## [WHAT THE TASK REQUIRES]
Search the records for "positive". Report every line where it occurs.

Items listed in a dataset
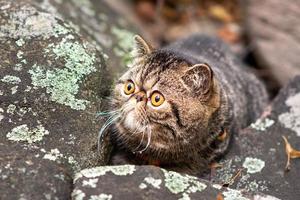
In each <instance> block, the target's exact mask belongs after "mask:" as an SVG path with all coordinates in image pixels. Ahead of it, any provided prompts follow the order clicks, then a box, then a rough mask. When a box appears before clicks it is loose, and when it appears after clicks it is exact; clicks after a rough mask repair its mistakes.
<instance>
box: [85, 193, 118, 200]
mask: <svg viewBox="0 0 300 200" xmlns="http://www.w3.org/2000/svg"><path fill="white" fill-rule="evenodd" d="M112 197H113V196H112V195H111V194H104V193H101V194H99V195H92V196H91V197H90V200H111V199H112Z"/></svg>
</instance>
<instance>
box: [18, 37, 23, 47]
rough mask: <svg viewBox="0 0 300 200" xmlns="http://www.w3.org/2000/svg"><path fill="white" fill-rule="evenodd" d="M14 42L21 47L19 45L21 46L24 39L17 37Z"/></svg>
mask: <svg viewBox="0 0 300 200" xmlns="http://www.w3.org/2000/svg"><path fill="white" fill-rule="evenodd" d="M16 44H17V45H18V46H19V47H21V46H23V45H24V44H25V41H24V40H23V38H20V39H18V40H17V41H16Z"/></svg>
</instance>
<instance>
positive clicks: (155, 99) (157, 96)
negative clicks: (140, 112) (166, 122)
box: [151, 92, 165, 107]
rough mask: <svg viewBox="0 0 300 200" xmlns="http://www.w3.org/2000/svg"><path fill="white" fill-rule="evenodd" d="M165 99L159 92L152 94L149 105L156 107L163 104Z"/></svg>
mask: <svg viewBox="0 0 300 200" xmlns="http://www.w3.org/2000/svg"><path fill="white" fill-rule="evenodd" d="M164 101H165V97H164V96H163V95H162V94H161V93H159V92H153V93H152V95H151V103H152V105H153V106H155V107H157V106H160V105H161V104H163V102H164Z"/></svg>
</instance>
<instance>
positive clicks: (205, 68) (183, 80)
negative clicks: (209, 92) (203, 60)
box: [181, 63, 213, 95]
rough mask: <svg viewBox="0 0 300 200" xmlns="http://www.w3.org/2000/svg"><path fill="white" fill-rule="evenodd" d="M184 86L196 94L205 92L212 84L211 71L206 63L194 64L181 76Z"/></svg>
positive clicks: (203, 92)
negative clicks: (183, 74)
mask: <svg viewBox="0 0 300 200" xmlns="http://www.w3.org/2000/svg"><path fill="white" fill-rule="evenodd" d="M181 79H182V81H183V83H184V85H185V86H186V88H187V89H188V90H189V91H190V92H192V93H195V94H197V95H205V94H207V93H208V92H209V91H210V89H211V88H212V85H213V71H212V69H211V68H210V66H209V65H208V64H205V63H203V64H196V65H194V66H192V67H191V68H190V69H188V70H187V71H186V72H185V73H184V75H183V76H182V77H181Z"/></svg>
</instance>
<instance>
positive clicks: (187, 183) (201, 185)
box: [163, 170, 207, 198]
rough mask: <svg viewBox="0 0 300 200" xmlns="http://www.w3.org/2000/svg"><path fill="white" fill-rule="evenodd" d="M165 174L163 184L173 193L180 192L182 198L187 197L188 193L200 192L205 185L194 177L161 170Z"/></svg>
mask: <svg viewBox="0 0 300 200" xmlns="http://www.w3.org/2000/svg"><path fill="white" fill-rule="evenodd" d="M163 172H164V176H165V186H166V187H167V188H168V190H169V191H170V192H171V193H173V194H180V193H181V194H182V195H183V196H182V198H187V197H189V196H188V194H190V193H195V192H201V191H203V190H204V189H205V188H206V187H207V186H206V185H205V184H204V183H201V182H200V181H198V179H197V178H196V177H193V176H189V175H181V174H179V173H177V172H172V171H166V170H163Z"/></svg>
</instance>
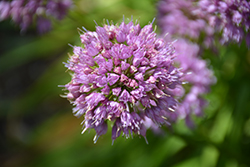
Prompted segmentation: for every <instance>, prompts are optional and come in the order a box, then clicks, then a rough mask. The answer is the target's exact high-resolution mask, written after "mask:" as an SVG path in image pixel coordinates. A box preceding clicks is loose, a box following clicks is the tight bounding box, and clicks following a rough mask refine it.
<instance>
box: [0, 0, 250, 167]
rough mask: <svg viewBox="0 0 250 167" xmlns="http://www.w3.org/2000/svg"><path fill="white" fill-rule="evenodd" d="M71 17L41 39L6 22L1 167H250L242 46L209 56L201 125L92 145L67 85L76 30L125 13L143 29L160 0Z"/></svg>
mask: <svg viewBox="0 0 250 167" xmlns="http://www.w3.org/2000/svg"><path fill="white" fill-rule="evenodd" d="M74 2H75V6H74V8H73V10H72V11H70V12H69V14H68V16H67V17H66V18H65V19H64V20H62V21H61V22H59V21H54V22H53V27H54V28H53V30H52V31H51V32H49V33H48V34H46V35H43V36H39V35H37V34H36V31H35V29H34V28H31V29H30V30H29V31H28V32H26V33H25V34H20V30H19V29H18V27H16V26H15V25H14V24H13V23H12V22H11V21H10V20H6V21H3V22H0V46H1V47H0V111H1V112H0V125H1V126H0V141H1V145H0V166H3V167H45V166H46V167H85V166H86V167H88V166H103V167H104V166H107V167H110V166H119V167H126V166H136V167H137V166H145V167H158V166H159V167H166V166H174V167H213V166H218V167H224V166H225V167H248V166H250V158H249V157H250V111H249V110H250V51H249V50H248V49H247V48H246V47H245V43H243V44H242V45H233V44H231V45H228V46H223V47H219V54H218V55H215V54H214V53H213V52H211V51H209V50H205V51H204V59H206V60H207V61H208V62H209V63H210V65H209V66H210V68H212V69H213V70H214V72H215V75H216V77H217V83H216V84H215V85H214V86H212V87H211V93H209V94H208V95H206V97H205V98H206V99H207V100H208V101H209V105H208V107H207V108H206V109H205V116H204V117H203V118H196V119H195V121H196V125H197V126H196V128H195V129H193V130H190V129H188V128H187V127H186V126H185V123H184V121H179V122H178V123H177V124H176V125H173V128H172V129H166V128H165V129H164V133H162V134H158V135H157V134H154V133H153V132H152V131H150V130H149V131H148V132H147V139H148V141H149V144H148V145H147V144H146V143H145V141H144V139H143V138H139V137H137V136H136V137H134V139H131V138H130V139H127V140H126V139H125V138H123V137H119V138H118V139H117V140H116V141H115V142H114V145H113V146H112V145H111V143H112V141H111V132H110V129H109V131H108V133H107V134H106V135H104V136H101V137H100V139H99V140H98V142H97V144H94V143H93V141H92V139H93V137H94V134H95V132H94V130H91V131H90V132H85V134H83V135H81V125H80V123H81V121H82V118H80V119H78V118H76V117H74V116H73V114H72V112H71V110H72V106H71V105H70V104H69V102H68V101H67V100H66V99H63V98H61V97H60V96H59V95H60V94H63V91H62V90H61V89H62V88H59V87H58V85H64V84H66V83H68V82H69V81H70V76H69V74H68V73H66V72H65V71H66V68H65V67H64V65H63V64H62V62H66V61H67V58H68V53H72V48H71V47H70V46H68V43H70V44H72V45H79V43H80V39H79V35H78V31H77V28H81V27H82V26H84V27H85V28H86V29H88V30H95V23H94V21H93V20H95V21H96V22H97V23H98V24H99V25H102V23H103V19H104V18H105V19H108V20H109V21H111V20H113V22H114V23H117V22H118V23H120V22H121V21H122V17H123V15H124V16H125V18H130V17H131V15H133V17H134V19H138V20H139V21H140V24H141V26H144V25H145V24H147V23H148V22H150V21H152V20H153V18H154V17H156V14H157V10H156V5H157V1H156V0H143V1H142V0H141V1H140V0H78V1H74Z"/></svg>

## [YOUR RESPONSE]
positive clicks: (155, 99) (157, 96)
positive clicks: (205, 68) (183, 80)
positive clicks: (203, 92)
positive clicks: (187, 183) (201, 185)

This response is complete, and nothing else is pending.